[Your task]
Reproduce the lines below verbatim, from the line that contains "segment curved grass edge" through the last line, with both ends included. Leave the pictures out of your copy.

[Records supplied]

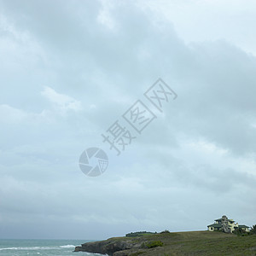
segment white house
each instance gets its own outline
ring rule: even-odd
[[[231,232],[239,228],[249,232],[249,227],[247,225],[239,225],[238,223],[236,223],[233,219],[228,219],[228,223]],[[222,229],[222,218],[215,219],[213,224],[207,225],[207,228],[209,231],[220,230]]]

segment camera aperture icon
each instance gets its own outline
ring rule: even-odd
[[[87,176],[96,177],[102,174],[108,168],[107,154],[99,148],[89,148],[79,158],[79,167]]]

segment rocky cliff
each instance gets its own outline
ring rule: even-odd
[[[110,238],[105,241],[90,241],[76,247],[75,252],[88,252],[113,256],[125,256],[143,247],[142,241],[131,241],[122,238]]]

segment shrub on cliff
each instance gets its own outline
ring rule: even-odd
[[[256,235],[256,225],[253,225],[253,228],[251,228],[250,234]]]

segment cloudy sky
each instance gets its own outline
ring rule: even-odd
[[[0,0],[0,238],[255,224],[255,19],[251,0]],[[116,156],[101,134],[138,99],[157,119]]]

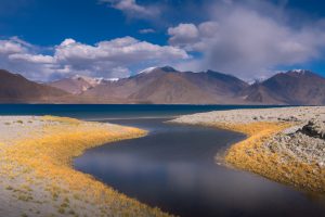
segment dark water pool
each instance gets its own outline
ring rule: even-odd
[[[217,165],[216,153],[244,139],[243,135],[164,120],[114,120],[147,129],[150,135],[89,150],[75,159],[75,168],[143,203],[185,217],[325,216],[324,204],[314,197]]]

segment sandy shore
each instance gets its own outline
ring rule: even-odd
[[[325,107],[234,110],[181,116],[173,123],[246,133],[224,163],[299,189],[325,193]]]
[[[146,132],[52,116],[0,117],[0,216],[167,216],[72,168],[86,149]]]

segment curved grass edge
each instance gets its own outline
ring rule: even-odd
[[[16,212],[21,212],[16,214],[169,216],[75,170],[72,165],[73,158],[87,149],[143,137],[145,130],[66,117],[43,116],[40,120],[44,123],[41,130],[1,145],[1,183],[6,184]]]
[[[273,136],[292,126],[291,123],[256,122],[249,124],[214,124],[214,127],[247,136],[231,145],[222,161],[235,168],[248,170],[299,190],[325,193],[325,170],[316,164],[297,161],[289,153],[272,152],[263,144]]]

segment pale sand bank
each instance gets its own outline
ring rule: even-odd
[[[325,193],[325,106],[218,111],[172,122],[246,133],[246,140],[227,150],[225,163]]]
[[[0,216],[167,216],[72,168],[86,149],[142,137],[72,118],[0,117]]]

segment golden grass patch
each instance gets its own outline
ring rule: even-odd
[[[268,139],[290,127],[289,123],[251,123],[218,127],[248,136],[246,140],[227,150],[225,163],[299,189],[325,192],[324,168],[316,164],[298,162],[289,154],[273,153],[263,145]]]
[[[44,116],[42,120],[42,137],[15,141],[0,152],[0,175],[23,180],[20,188],[28,192],[18,194],[18,200],[32,201],[32,188],[37,187],[52,195],[52,203],[61,204],[56,208],[58,214],[68,213],[70,202],[82,201],[96,207],[98,213],[92,216],[168,216],[72,168],[73,157],[87,149],[142,137],[146,131],[64,117]],[[60,202],[61,199],[64,201]]]

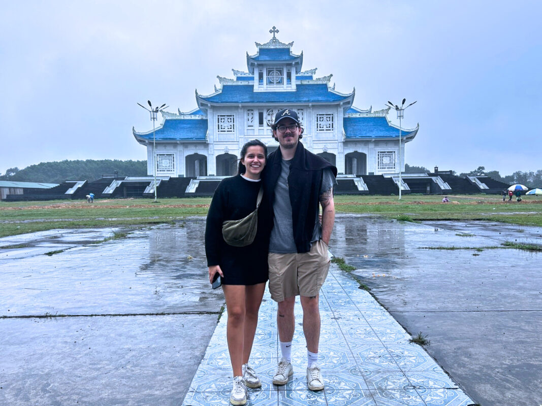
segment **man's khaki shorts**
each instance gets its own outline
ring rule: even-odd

[Complete response]
segment curved grass edge
each instance gets its own outline
ring rule: even-odd
[[[16,212],[21,212],[16,214],[169,216],[75,170],[72,165],[73,158],[87,149],[143,137],[145,130],[66,117],[43,116],[40,120],[44,123],[41,130],[1,145],[1,183],[6,184]]]
[[[273,136],[292,126],[291,123],[256,122],[249,124],[214,124],[214,127],[247,136],[231,145],[222,161],[235,168],[248,170],[299,190],[325,193],[325,170],[316,164],[297,161],[289,153],[272,152],[263,144]]]

segment pale sand bank
each instance gets its own outline
ring rule: even-odd
[[[325,193],[325,106],[218,111],[172,122],[246,133],[246,140],[227,150],[225,163]]]
[[[0,216],[167,216],[72,168],[86,149],[142,137],[72,118],[0,117]]]

segment golden grass patch
each instance gets its own outline
ring rule: even-odd
[[[268,139],[290,127],[289,123],[251,123],[218,127],[248,136],[246,140],[227,150],[225,163],[299,189],[325,192],[324,168],[316,164],[298,162],[289,154],[273,153],[263,145]]]
[[[44,116],[42,120],[42,137],[15,141],[0,152],[0,175],[23,180],[20,188],[28,192],[18,194],[18,200],[32,201],[32,188],[37,187],[52,195],[52,203],[61,204],[56,208],[58,214],[68,213],[70,202],[82,201],[96,207],[98,213],[92,216],[168,216],[72,168],[73,157],[87,149],[142,137],[146,131],[64,117]],[[60,202],[61,199],[64,201]]]

segment **man's khaki shorts**
each instance gets its own outline
ring rule: even-odd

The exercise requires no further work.